== Dataset extract ==
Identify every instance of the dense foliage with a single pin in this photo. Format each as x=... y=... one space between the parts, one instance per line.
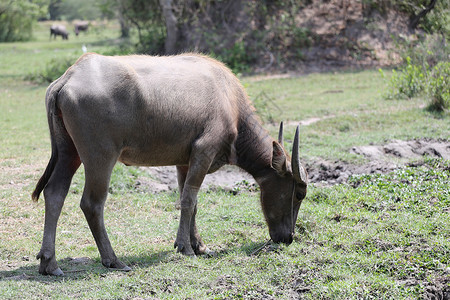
x=426 y=72
x=16 y=19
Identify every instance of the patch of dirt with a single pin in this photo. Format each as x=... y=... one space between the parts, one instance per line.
x=228 y=178
x=380 y=159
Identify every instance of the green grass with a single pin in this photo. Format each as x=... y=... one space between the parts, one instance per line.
x=379 y=236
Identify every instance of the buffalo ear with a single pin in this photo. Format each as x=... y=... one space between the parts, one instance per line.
x=279 y=162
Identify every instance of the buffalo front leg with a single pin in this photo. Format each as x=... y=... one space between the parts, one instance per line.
x=54 y=193
x=92 y=204
x=196 y=242
x=188 y=240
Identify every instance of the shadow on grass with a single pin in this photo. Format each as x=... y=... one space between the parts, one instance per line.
x=80 y=268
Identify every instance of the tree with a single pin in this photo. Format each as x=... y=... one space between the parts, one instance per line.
x=171 y=26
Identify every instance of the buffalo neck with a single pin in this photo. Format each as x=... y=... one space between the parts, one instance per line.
x=253 y=146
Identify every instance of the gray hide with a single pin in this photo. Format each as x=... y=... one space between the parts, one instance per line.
x=189 y=111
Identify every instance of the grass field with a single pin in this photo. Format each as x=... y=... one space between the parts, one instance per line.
x=377 y=236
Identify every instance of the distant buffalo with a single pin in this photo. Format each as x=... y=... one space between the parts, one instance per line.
x=80 y=26
x=59 y=30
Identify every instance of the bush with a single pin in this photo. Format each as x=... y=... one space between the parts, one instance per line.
x=16 y=20
x=438 y=87
x=406 y=83
x=426 y=72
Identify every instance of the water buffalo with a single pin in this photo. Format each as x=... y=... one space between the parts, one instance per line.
x=59 y=30
x=187 y=110
x=80 y=26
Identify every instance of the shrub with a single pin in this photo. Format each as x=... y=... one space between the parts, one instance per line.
x=426 y=72
x=406 y=83
x=438 y=87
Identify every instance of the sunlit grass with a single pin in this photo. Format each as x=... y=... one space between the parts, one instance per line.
x=379 y=236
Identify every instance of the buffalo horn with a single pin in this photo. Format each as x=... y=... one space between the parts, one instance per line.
x=280 y=134
x=297 y=169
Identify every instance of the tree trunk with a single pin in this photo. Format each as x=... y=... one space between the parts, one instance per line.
x=415 y=19
x=124 y=27
x=171 y=26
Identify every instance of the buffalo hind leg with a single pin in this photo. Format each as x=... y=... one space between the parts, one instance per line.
x=181 y=178
x=55 y=192
x=92 y=204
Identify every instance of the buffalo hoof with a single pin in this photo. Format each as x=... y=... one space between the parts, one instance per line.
x=184 y=250
x=124 y=269
x=209 y=253
x=56 y=272
x=116 y=265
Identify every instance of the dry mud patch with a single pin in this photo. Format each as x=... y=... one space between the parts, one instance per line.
x=377 y=159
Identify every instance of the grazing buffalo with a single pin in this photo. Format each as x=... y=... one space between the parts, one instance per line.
x=189 y=111
x=59 y=30
x=80 y=26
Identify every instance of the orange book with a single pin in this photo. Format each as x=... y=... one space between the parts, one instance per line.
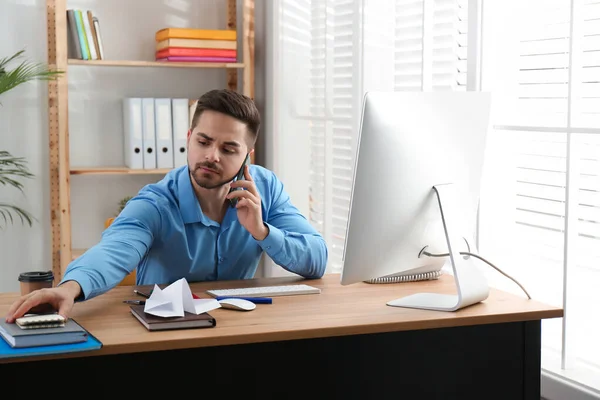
x=189 y=33
x=197 y=43
x=182 y=51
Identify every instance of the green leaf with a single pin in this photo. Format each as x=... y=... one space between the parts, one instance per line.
x=25 y=72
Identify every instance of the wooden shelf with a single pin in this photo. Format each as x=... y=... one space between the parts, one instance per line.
x=60 y=170
x=160 y=64
x=117 y=171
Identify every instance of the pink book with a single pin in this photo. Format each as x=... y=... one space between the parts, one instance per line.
x=198 y=59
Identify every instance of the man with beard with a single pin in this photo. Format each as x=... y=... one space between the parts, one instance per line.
x=198 y=222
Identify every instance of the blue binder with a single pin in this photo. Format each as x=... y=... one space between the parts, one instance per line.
x=6 y=351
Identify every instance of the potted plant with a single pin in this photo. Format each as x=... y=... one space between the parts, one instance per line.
x=122 y=204
x=13 y=169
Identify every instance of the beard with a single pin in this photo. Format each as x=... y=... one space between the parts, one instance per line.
x=208 y=180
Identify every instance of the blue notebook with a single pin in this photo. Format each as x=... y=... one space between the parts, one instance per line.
x=8 y=352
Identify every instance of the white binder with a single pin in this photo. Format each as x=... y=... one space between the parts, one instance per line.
x=181 y=127
x=132 y=133
x=148 y=133
x=164 y=133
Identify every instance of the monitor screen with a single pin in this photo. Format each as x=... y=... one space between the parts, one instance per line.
x=409 y=143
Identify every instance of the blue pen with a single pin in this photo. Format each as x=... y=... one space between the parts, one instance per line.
x=255 y=300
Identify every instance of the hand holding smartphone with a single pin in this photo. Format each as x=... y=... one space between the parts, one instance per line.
x=240 y=175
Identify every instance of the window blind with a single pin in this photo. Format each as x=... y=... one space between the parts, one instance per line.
x=345 y=48
x=550 y=136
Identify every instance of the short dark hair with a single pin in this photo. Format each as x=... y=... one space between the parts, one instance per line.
x=231 y=103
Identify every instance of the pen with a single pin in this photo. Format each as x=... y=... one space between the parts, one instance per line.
x=255 y=300
x=143 y=294
x=138 y=302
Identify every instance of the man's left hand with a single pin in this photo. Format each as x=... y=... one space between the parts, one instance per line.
x=248 y=206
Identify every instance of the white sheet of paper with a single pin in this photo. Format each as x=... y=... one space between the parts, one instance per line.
x=175 y=299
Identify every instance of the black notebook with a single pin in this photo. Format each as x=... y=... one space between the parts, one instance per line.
x=188 y=321
x=18 y=337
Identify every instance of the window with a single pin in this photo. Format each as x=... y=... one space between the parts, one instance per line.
x=540 y=216
x=338 y=49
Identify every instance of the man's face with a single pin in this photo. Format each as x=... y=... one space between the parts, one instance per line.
x=217 y=147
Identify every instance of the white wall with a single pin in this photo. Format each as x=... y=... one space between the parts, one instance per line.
x=95 y=93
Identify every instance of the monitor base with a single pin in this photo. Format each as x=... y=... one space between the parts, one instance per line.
x=471 y=285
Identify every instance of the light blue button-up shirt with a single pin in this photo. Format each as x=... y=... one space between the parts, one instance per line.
x=163 y=232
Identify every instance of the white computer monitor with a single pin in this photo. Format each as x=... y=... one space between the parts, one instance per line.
x=416 y=185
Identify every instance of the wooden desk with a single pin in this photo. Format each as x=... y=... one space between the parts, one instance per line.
x=343 y=343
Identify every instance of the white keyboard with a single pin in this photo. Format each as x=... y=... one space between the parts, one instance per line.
x=266 y=291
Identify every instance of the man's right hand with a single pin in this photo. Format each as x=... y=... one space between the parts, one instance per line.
x=60 y=298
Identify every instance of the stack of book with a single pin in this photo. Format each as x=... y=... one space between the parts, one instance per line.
x=196 y=45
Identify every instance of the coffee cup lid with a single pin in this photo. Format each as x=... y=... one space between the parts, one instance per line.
x=36 y=276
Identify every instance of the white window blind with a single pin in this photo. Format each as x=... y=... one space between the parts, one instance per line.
x=338 y=49
x=335 y=50
x=541 y=215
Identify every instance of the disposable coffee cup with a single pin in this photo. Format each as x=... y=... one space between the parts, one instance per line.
x=35 y=280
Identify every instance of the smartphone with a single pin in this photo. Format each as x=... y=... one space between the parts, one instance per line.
x=240 y=175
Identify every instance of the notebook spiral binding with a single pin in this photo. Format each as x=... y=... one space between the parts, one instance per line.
x=426 y=276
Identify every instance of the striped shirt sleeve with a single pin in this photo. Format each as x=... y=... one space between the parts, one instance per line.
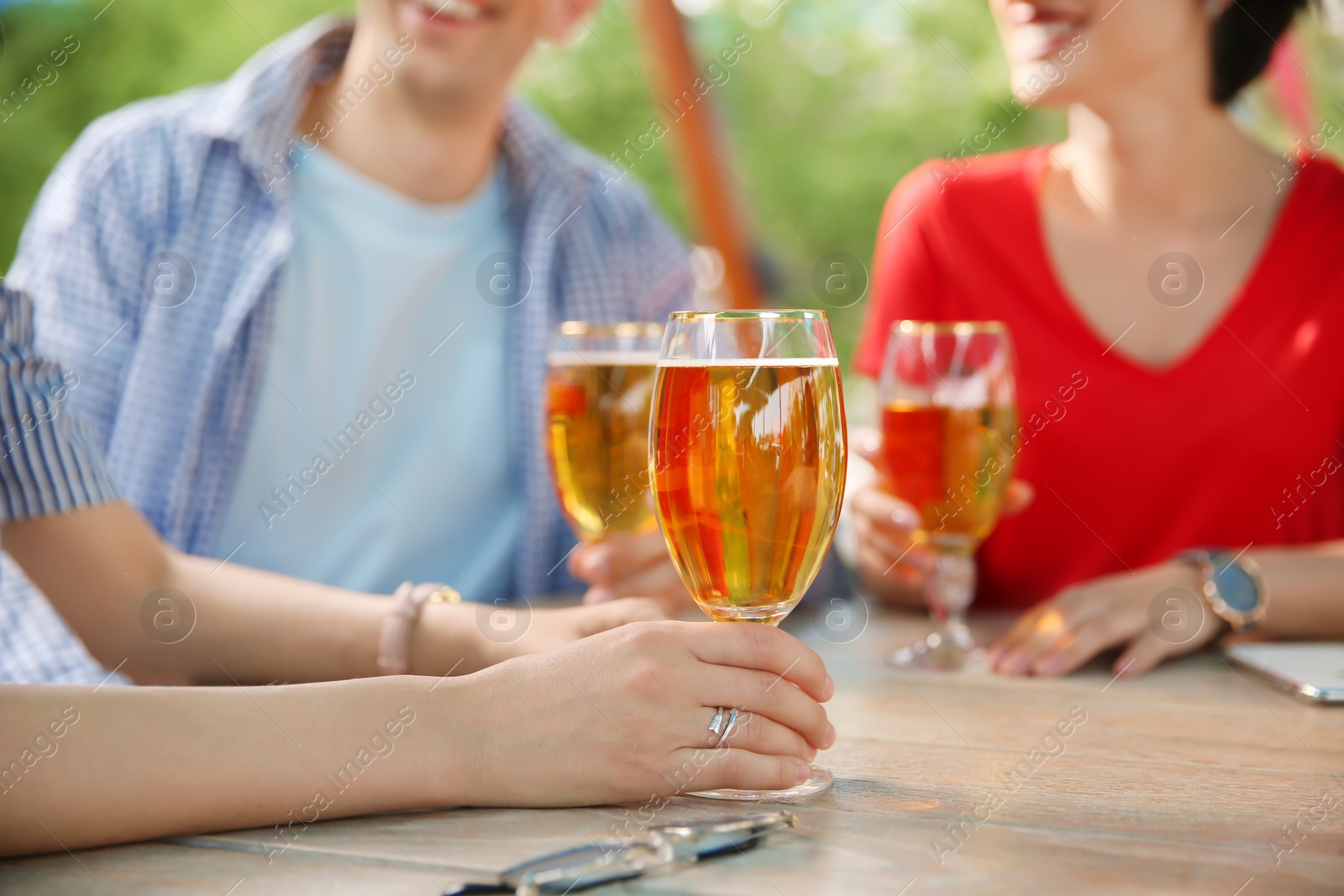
x=47 y=463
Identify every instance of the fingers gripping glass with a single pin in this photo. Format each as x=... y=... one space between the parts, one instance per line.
x=664 y=848
x=748 y=452
x=949 y=414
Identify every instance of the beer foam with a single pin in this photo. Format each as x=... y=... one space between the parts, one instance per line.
x=749 y=362
x=605 y=358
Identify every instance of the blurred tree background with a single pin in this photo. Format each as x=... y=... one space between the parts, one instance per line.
x=831 y=105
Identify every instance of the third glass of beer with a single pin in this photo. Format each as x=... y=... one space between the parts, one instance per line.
x=600 y=383
x=748 y=449
x=948 y=412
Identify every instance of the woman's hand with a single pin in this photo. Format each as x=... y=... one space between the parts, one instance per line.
x=1063 y=633
x=631 y=566
x=468 y=637
x=891 y=564
x=624 y=716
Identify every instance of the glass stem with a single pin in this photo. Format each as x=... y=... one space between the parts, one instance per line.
x=949 y=590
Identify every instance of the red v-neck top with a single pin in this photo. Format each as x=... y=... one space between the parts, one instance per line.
x=1238 y=443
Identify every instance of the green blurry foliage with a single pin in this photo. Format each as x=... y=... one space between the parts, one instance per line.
x=831 y=105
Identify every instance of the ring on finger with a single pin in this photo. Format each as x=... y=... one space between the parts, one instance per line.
x=727 y=730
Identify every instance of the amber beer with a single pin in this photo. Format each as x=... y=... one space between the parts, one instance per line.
x=952 y=464
x=598 y=427
x=749 y=465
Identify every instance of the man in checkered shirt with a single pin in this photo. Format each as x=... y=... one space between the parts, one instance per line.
x=308 y=309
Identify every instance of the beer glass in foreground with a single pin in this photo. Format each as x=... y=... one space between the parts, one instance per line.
x=948 y=416
x=748 y=448
x=598 y=389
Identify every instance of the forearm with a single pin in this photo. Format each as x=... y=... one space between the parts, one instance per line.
x=134 y=763
x=161 y=616
x=1304 y=590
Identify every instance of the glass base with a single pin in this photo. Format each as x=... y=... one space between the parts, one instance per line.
x=940 y=652
x=817 y=781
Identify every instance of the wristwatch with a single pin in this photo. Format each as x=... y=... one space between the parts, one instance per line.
x=1231 y=584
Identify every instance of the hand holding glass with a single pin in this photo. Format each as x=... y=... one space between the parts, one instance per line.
x=748 y=452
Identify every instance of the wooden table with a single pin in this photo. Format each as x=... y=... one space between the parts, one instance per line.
x=1176 y=782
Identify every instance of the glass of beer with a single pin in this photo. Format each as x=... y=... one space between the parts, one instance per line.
x=598 y=390
x=748 y=448
x=949 y=412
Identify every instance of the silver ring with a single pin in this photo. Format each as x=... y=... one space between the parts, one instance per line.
x=727 y=730
x=718 y=721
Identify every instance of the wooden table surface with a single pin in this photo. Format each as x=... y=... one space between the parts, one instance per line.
x=1182 y=781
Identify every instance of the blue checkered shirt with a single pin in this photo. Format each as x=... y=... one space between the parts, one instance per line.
x=168 y=390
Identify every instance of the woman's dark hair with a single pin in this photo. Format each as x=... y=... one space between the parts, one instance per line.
x=1242 y=40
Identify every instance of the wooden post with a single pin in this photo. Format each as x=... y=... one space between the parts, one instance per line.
x=703 y=174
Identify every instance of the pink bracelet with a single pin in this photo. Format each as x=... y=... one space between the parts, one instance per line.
x=394 y=641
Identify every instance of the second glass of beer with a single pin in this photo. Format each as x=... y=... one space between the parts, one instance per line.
x=598 y=391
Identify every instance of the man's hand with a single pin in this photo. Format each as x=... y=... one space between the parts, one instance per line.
x=1126 y=609
x=631 y=566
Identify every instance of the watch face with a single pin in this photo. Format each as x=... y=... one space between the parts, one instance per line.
x=1236 y=587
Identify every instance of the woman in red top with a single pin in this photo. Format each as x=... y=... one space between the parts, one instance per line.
x=1175 y=293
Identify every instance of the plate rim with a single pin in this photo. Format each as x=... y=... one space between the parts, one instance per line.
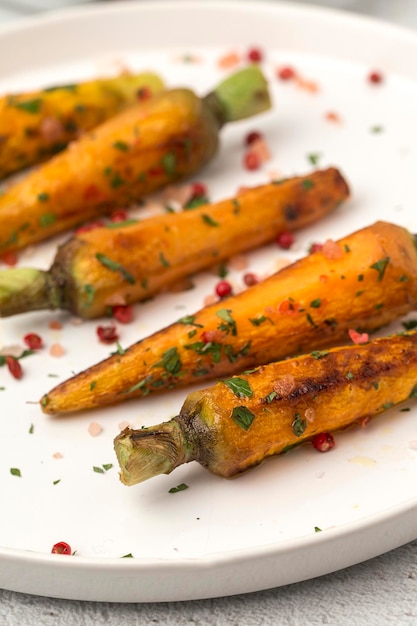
x=384 y=521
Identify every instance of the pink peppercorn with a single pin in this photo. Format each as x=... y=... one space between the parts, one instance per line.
x=250 y=279
x=251 y=161
x=323 y=442
x=223 y=289
x=286 y=73
x=253 y=136
x=255 y=55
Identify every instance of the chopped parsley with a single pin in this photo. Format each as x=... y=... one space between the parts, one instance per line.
x=242 y=417
x=114 y=266
x=239 y=386
x=170 y=362
x=209 y=220
x=299 y=425
x=169 y=163
x=380 y=266
x=230 y=325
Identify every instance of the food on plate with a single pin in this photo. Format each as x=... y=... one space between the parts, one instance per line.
x=35 y=125
x=146 y=146
x=125 y=263
x=240 y=421
x=360 y=282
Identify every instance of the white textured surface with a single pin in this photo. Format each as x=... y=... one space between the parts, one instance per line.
x=381 y=591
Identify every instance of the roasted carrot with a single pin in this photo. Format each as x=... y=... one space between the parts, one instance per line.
x=361 y=282
x=125 y=264
x=163 y=139
x=237 y=423
x=37 y=124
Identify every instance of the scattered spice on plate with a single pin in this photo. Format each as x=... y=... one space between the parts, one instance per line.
x=33 y=341
x=14 y=367
x=285 y=240
x=223 y=289
x=285 y=72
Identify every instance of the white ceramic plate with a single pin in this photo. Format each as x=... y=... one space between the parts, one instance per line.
x=218 y=537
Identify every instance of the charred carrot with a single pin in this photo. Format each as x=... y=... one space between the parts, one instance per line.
x=361 y=282
x=237 y=423
x=126 y=264
x=37 y=124
x=165 y=138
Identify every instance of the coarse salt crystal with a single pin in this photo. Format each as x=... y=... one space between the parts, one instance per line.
x=284 y=385
x=229 y=60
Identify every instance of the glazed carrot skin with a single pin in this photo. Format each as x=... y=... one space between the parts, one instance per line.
x=237 y=423
x=148 y=145
x=126 y=264
x=36 y=125
x=362 y=282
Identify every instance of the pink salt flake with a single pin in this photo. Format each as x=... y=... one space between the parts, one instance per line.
x=238 y=262
x=55 y=325
x=229 y=60
x=358 y=337
x=76 y=321
x=14 y=350
x=331 y=250
x=56 y=350
x=94 y=429
x=261 y=149
x=332 y=116
x=308 y=85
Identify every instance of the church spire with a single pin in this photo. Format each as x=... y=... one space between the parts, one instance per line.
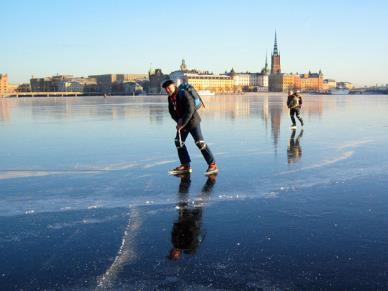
x=275 y=47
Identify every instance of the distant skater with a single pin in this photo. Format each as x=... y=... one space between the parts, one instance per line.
x=183 y=110
x=294 y=103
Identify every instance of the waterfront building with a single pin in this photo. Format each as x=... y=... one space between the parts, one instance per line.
x=64 y=83
x=312 y=82
x=329 y=84
x=275 y=58
x=113 y=83
x=156 y=79
x=3 y=84
x=284 y=82
x=345 y=85
x=25 y=87
x=203 y=80
x=132 y=88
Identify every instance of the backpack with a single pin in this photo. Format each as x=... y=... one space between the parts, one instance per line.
x=294 y=101
x=198 y=103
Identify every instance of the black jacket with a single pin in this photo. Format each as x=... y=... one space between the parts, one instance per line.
x=184 y=110
x=294 y=101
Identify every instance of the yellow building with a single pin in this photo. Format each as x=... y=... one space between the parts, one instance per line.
x=3 y=84
x=284 y=82
x=205 y=81
x=213 y=83
x=309 y=82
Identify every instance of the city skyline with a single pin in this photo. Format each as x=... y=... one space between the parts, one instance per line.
x=94 y=38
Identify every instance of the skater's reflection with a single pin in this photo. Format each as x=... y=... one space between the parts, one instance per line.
x=187 y=233
x=294 y=150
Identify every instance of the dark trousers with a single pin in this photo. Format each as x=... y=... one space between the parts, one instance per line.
x=293 y=112
x=196 y=133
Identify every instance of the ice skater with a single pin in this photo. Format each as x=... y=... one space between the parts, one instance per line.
x=183 y=110
x=294 y=149
x=294 y=103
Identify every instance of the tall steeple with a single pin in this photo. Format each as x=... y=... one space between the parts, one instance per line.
x=183 y=66
x=275 y=58
x=265 y=70
x=275 y=46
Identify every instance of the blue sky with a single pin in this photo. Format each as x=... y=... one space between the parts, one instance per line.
x=348 y=40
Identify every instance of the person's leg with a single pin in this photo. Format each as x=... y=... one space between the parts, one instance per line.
x=298 y=116
x=202 y=145
x=183 y=154
x=292 y=113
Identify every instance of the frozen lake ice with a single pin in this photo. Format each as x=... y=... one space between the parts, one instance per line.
x=86 y=202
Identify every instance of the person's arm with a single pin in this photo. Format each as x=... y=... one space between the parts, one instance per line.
x=288 y=101
x=190 y=109
x=172 y=111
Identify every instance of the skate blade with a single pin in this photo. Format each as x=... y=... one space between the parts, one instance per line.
x=214 y=172
x=175 y=173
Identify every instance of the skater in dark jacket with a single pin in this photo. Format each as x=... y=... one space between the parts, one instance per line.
x=294 y=103
x=182 y=110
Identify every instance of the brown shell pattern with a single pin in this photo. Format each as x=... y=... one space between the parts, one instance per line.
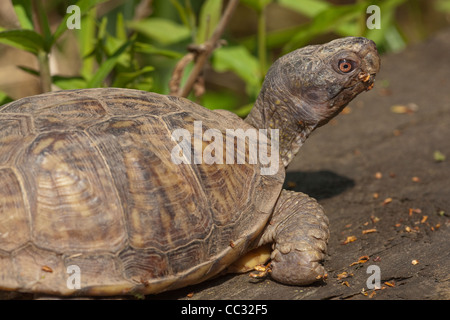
x=86 y=179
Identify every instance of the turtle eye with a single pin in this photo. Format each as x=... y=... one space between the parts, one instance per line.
x=345 y=65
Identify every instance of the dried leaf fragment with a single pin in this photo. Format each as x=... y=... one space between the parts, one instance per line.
x=402 y=109
x=46 y=269
x=362 y=259
x=349 y=239
x=369 y=231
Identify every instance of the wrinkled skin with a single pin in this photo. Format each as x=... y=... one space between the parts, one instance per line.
x=303 y=91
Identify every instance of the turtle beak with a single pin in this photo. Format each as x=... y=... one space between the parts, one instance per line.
x=370 y=65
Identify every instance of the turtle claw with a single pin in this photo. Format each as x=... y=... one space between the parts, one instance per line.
x=261 y=271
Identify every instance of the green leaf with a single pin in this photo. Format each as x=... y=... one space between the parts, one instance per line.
x=31 y=71
x=107 y=66
x=257 y=5
x=209 y=18
x=67 y=83
x=309 y=8
x=162 y=30
x=23 y=39
x=121 y=30
x=24 y=12
x=124 y=78
x=87 y=42
x=150 y=49
x=241 y=62
x=4 y=98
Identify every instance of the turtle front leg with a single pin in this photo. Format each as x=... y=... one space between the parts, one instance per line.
x=299 y=233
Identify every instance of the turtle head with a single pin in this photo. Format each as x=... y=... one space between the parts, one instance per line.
x=306 y=88
x=317 y=82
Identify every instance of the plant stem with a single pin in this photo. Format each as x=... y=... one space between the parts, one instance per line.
x=209 y=46
x=42 y=56
x=44 y=68
x=262 y=39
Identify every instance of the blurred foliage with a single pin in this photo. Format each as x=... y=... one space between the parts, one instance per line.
x=122 y=47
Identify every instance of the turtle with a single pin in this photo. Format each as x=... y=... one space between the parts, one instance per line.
x=99 y=197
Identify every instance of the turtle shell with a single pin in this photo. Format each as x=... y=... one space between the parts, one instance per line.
x=87 y=185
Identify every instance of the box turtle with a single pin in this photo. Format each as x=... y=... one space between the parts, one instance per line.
x=91 y=185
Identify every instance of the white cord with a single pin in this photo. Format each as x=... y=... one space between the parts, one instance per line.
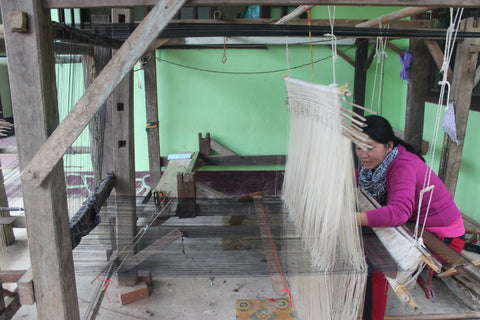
x=331 y=19
x=449 y=46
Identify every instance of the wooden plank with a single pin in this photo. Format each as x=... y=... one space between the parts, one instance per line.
x=415 y=112
x=462 y=87
x=133 y=48
x=437 y=55
x=220 y=148
x=25 y=288
x=151 y=105
x=11 y=276
x=31 y=65
x=168 y=182
x=143 y=3
x=244 y=160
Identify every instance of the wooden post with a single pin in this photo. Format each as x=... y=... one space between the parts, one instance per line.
x=77 y=119
x=31 y=72
x=462 y=87
x=7 y=230
x=124 y=153
x=415 y=112
x=151 y=103
x=360 y=79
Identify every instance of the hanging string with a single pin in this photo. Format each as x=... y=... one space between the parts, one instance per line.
x=331 y=19
x=310 y=41
x=445 y=88
x=380 y=54
x=288 y=56
x=270 y=238
x=224 y=58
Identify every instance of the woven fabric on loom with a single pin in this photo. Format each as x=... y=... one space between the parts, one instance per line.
x=319 y=193
x=264 y=309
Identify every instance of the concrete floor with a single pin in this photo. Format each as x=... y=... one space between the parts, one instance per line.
x=200 y=298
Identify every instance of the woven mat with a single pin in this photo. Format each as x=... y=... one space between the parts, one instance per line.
x=266 y=309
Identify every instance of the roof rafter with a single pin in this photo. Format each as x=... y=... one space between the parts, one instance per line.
x=143 y=3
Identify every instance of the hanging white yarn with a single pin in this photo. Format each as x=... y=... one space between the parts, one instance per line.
x=319 y=193
x=451 y=36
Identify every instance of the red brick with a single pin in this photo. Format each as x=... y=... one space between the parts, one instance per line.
x=130 y=294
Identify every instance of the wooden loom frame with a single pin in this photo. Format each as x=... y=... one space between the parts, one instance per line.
x=55 y=282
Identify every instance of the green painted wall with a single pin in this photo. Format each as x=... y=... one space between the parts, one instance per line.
x=242 y=102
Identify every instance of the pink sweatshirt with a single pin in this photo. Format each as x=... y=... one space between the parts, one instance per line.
x=405 y=177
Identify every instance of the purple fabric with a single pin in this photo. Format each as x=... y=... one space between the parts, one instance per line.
x=406 y=61
x=448 y=123
x=405 y=178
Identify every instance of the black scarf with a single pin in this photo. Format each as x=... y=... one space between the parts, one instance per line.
x=374 y=181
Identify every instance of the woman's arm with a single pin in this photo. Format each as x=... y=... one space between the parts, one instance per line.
x=362 y=218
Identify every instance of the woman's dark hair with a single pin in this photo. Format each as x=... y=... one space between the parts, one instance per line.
x=380 y=130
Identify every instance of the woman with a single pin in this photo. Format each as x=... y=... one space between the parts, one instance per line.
x=394 y=174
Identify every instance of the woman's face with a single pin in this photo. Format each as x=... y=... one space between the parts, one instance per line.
x=372 y=157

== Task instructions ==
All lines from the one containing "Identify every instance of the black scarf" through the last line of the data, both included, are to be retyped exactly, and no other line belongs in the answer.

== Solution for this problem ==
Identify every instance of the black scarf with a single pin in this photo. Format each as x=... y=... one space between the parts, one instance per line.
x=374 y=181
Identify every instance of the woman's arm with a single pin in this photo. Format each as x=... y=... one space between the parts, one instance per line.
x=362 y=218
Identify every instance of the woman's dark hair with a single pin in this photo. Format each as x=... y=... one space between the parts, one instance per line.
x=380 y=130
Identify every instance of the woman with a single pin in this photo. Format each as x=... y=... one space between the parts, one instance per line.
x=394 y=174
Identify every instance of the woman's face with a single pin in this photo. Format each as x=... y=... one space between the parts, one instance per line.
x=372 y=157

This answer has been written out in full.